ESTRATTO DEL TESTO

15 ottobre 2019

I SAPERI DI MILANO: TUTTO NEL CASSONETTO DELL’INDIFFERENZIATA?

Difficile che qualcosa arrivi ai decisori


Chiunque abbia un profilo Facebook con molti follower, che sia su Twitter o in qualche mailing-list di ente pubblico milanese, riceve una quantità quotidiana di annunci: convegni, tavole rotonde, aperture di tavoli tematici, appelli a sottoscrivere petizioni, riunioni di gruppi sociali, manifestazioni di ogni genere. Milano anche in questo manifesta una vivacità forse senza paragoni rispetto ad altre città italiane: è uno dei suoi fascini.

editoriale

Tra queste attività molte, forse la maggior parte, riguardano la vita politica, sociale e amministrativa della città: si interpella, si riflette sul presente e sul futuro, si osservano i cambiamenti sociali, economici e di assetto territoriale, si chiede a studiosi ed esperti, anche di altri Paesi, di portare le loro conoscenze e le loro esperienze. In una parola si fa “cultura della città” intesa in maniera assolutamente olistica.

Quanto sapere, quanti saperi! Ma a che servono?

In una recente intervista televisiva, Emanuele Macaluso – un riferimento per chiunque voglia parlare e sapere di Sinistra – ha detto che negli ultimi tempi, soprattutto quelli recenti, il ruolo degli “intellettuali” è venuto meno e, se non ricordo male, ha citato il pensiero di Gramsci sugli intellettuali nei suoi Quaderni dal carcere.

Che gli intellettuali si siano molto defilati e che la loro azione sia meno incisiva lo abbiamo capito da tempo ma qualche ragione c’è: la politica fatta di slogan non ha bisogno degli intellettuali; la politica che parla alla pancia idem; la politica vuole degli yes man e fortunatamente la maggioranza degli intellettuali non lo sono; i politici non amano chi “disturba il manovratore intento alla manovra” soprattutto se intralcia le loro piccole manovre personali e di palazzo.

Per finire non dimentichiamoci mai che anche nel nostro “libero” Paese qualche purga di intellettuali l’abbiamo vista: ricordiamo l’editto bulgaro di Berlusconi nel 2002 che fece fuori Biagi e Santoro e l’attacco recente ai giornalisti da parte di alcuni leader. Gli intellettuali spesso non sono eroi per definizione, semplicemente tacciono.

In Italia i “poteri” sono arroganti e placano la loro ignoranza con la vendetta.

I saperi finiscono allora nella spazzatura e la prova migliore la troviamo esaminando attentamente le decisioni e gli atti amministrativi rispetto ai saperi disponibili: quanto di questi saperi si è trasformato in atti amministrativi? Quanto in decisioni politiche? Poco o nulla.

ESERCIZIO ASSEGNATO A
Rispondi alle domande sull'editoriale sui saperi di Milano.
(i) Chi ha affermato in un'intervista televisiva che il ruolo degli intellettuali è venuto meno?
(ii) Quali giornalisti furono colpiti dall'editto bulgaro del 2002?
(iii) Quanta parte dei saperi si è trasformata in decisioni politiche, secondo la risposta data nell'ultimo capoverso?
ESERCIZIO ASSEGNATO B
Prosegui l'editoriale sui saperi di Milano dopo la sua ultima frase.

MATERIALE
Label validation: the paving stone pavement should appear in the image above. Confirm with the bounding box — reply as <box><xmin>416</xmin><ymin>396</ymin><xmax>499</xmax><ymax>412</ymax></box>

SVOLGIMENTO A
(i) Emanuele Macaluso.
(ii) Biagi e Santoro.
(iii) Poco o nulla.

SVOLGIMENTO B
Molti “seminari”, molti convegni, se tutto va bene, suscitano qualche eco sulla stampa e qualche benevolo commento. Molti convegni, anche su temi interessanti, raccolgono poco pubblico e tra il pubblico raramente qualcuno della categoria dei decisori che potrebbe far tesoro di quel che si sente.

Quanti “tavoli” si son fatti, accuratamente suddivisi per temi ma quanti sono andati di là da una semplice propaganda elettorale o oltre una banale ingegneria del consenso?

Sembra che la classe politica per mera convenienza si dedichi all’ascolto, dichiarandolo a ogni piè sospinto, ma abbi deciso di non “sentire” ma soprattutto vive nel timore che opinioni diverse dalla sua prendano corpo e divengano popolari.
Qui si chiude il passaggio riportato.